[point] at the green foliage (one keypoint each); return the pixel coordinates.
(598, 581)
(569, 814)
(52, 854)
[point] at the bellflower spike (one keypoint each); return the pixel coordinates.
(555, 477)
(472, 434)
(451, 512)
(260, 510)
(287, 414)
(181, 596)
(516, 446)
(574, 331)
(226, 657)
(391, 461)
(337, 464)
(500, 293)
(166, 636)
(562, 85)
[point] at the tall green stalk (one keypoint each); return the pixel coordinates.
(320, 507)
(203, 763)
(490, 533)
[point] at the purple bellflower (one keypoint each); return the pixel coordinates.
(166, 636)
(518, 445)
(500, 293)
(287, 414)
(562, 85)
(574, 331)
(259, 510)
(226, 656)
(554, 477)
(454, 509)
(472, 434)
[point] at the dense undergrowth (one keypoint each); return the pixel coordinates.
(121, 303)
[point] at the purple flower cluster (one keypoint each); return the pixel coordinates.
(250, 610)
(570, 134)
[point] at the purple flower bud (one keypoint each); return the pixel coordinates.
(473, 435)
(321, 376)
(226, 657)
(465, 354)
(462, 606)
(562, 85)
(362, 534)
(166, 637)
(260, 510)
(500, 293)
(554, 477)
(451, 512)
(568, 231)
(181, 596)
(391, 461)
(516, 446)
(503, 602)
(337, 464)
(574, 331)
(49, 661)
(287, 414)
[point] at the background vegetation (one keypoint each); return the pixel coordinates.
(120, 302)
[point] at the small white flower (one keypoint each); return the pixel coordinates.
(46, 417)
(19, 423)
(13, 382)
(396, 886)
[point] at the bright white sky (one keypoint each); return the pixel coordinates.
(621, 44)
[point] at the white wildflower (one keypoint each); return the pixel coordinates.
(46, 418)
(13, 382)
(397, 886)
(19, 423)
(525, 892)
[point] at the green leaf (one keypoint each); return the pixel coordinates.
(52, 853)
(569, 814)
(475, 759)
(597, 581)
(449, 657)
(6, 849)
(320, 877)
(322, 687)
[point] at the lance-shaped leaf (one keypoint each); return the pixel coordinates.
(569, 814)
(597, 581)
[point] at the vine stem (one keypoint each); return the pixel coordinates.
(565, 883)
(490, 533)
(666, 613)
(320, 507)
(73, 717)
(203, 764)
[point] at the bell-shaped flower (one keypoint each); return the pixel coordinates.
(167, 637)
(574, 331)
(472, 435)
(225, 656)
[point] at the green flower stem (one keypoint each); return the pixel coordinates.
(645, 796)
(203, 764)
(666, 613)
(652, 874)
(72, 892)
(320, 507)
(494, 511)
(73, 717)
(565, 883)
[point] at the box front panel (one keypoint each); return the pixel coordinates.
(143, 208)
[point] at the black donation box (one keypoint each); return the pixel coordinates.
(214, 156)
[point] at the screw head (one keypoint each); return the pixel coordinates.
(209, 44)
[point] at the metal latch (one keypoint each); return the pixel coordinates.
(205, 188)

* * *

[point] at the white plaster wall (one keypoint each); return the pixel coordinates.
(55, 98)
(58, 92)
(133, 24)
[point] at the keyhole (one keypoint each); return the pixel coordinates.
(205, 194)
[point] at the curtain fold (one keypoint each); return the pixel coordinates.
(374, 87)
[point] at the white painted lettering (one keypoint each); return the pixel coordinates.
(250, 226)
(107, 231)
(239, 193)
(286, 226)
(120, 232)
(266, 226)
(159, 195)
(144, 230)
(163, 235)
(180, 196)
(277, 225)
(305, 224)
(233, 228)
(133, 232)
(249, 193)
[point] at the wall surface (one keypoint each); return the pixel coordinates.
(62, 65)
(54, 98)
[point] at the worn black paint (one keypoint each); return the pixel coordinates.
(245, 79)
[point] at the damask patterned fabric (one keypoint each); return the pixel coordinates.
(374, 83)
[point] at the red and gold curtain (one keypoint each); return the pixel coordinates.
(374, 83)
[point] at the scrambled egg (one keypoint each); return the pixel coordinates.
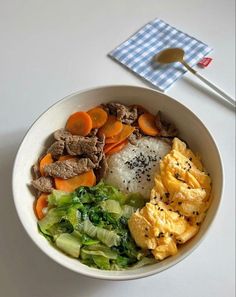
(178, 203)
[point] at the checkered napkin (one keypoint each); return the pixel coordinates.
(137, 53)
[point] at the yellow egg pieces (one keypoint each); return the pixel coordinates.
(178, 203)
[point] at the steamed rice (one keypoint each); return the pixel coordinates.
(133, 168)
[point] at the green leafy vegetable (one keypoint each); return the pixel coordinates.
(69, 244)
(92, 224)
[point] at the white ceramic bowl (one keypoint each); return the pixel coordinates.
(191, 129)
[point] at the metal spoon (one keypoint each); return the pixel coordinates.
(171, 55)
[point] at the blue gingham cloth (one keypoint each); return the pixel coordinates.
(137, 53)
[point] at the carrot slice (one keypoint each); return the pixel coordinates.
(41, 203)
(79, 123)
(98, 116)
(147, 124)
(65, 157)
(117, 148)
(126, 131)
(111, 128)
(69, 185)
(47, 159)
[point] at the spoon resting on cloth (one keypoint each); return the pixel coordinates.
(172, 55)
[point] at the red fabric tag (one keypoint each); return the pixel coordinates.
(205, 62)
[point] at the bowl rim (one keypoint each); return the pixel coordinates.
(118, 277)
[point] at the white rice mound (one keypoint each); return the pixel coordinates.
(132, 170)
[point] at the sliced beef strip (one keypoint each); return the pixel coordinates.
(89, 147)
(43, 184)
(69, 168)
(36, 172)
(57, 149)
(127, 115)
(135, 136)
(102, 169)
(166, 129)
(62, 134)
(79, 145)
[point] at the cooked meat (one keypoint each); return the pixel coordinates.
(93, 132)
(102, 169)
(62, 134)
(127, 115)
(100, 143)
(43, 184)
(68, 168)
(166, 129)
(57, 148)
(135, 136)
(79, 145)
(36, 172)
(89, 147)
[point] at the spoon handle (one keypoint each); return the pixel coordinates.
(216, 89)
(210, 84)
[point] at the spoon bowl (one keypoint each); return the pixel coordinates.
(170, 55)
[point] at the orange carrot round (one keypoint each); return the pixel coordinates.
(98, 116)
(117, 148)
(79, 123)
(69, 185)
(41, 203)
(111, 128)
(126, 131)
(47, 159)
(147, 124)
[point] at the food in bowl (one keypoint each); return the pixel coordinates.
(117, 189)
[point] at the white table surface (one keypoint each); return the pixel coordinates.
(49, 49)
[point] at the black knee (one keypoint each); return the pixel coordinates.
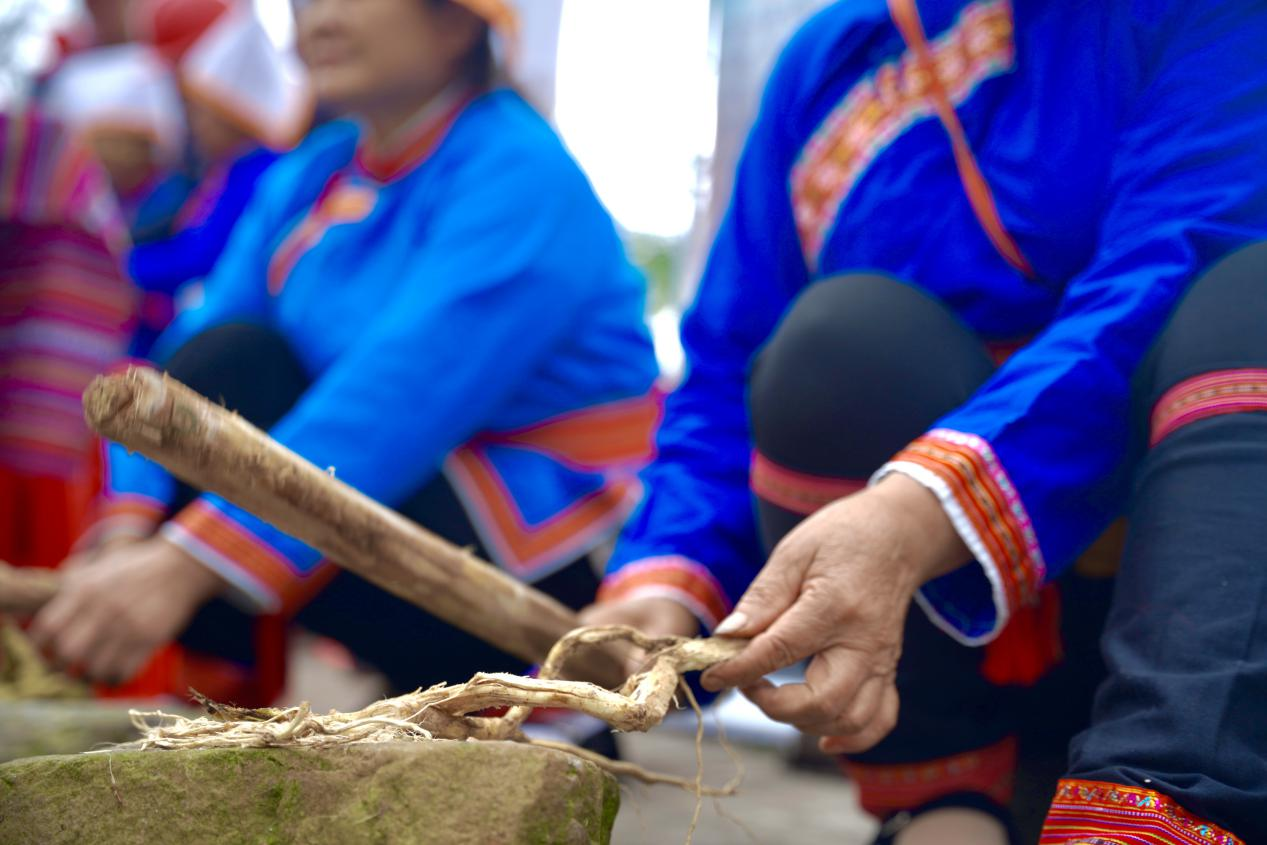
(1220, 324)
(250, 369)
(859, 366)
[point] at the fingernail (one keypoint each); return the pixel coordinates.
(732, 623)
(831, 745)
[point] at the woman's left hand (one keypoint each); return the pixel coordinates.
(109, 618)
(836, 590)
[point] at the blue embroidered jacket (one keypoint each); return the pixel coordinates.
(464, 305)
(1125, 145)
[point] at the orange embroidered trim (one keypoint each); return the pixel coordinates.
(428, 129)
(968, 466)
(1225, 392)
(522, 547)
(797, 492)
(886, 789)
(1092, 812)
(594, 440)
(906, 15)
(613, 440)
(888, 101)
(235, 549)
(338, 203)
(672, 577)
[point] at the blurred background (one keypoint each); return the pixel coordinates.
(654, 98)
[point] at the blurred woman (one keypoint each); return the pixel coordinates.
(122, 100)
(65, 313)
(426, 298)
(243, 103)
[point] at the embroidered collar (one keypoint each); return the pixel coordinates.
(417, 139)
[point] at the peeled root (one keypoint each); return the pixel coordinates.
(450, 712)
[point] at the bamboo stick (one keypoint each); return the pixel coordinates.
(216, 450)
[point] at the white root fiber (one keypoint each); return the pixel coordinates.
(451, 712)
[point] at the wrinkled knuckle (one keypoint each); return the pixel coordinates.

...

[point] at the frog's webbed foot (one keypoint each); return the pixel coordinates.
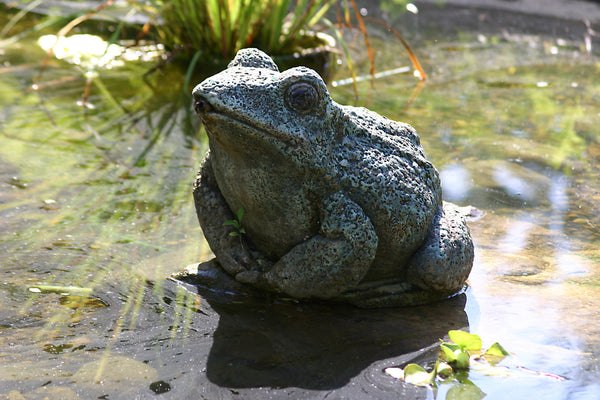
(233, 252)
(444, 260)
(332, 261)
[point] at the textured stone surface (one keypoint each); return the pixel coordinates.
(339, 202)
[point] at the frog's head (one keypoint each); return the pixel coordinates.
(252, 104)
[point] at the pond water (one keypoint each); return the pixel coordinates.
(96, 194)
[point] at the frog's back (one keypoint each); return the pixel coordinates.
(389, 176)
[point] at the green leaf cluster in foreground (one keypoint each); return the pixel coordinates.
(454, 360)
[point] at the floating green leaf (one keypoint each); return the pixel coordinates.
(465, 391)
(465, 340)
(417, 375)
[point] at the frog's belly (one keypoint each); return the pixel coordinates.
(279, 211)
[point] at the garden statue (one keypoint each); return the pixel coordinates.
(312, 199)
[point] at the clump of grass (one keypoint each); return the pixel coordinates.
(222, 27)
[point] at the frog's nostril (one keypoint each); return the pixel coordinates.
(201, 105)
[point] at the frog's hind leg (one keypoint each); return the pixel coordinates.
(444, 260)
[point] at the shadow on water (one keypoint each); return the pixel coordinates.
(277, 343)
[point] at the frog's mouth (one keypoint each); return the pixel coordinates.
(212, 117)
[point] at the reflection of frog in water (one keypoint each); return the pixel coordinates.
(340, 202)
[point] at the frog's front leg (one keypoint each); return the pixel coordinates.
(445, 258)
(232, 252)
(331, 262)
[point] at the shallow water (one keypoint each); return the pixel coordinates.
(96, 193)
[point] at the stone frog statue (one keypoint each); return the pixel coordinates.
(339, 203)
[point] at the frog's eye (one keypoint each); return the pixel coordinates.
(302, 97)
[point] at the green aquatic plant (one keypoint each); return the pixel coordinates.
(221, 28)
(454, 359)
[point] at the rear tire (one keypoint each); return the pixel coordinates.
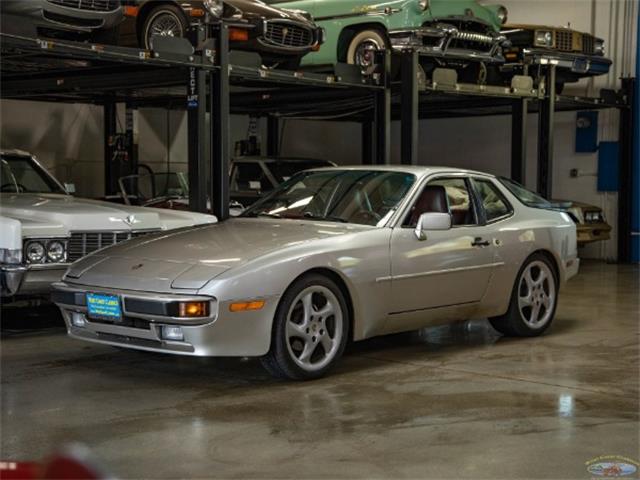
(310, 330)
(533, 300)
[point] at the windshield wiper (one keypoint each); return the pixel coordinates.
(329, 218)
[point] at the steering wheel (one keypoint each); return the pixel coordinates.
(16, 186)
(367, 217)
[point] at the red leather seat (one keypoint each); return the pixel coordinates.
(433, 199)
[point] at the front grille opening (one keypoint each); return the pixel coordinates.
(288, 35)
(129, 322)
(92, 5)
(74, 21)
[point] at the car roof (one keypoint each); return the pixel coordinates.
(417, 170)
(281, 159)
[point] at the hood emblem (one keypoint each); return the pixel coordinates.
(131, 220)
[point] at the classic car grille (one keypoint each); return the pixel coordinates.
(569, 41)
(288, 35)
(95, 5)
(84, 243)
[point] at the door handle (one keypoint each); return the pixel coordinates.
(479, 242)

## What to work on:
From the entries above, return exactly the line containing "[point] at the white root", the line containing "[point] at the wrinkled", and all lines between, and nothing else.

## The answer:
[point] at the white root fiber (one keypoint each); return the pixel coordinates.
(451, 712)
[point] at the wrinkled knuckle (one keypoint each); return the pixel coordinates.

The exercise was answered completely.